DIRECTION 1: Rewrite the paragraph of the one-hot encoding thread below that begins "Here is one way in base R" as a shorter version, keeping its main facts.
DIRECTION 2: From the one-hot encoding thread below, quote the part that opens with the words containing "Search code examples" and closes with "for this task?".
DIRECTION 3: Continue the one-hot encoding thread below from its last line.

** Start DOCUMENT EXCERPT **

Search code examples
rlistone-hot-encoding

Encode numbers into categorical vectors


I have an vector of integers y <- c(1, 2, 3, 3) and now I want to convert it into an list like this (one hot encoded):

1 0 0 
0 1 0
0 0 1
0 0 1

I tried to find a solution with to_categorical but I had problems with data types... Do anyone know a smart and smooth solution for this task?

This is my try:

 for (i in 1:length(y)) {
  one_character <- list(as.vector(to_categorical(y[[i]], num_classes = 3)))
  list_test <- rbind(list_test, one_character)
  }

but I get the following error:

Error in py_call_impl(callable, dots$args, dots$keywords) : 
  IndexError: index 3 is out of bounds for axis 1 with size 3

Solution

  • Here is one way in base R. Create a matrix of 0s and assign 1 based on the sequence of rows and y value as column index

    m1 <- matrix(0, length(y), max(y))

** End DOCUMENT EXCERPT **
** Start DATASET EXTRACT **

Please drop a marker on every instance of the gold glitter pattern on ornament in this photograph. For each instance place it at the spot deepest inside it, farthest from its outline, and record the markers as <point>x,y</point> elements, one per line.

** End DATASET EXTRACT **

EXPECTED OUTPUT 1: In base R: build a matrix of zeros, then put a 1 in each row, using that row's y value as the column index.

EXPECTED OUTPUT 2:
Search code examples
rlistone-hot-encoding

Encode numbers into categorical vectors


I have an vector of integers y <- c(1, 2, 3, 3) and now I want to convert it into an list like this (one hot encoded):

1 0 0 
0 1 0
0 0 1
0 0 1

I tried to find a solution with to_categorical but I had problems with data types... Do anyone know a smart and smooth solution for this task?

EXPECTED OUTPUT 3:
    m1[cbind(seq_along(y), y)] <- 1
    m1
    #      [,1] [,2] [,3]
    #[1,]    1    0    0
    #[2,]    0    1    0
    #[3,]    0    0    1
    #[4,]    0    0    1
    

    In base R, we can also do

    table(seq_along(y), y)
    #  y
    #    1 2 3
    #  1 1 0 0
    #  2 0 1 0
    #  3 0 0 1
    #  4 0 0 1
    

    Or another option is model.frame from base R

    model.matrix(~factor(y) - 1)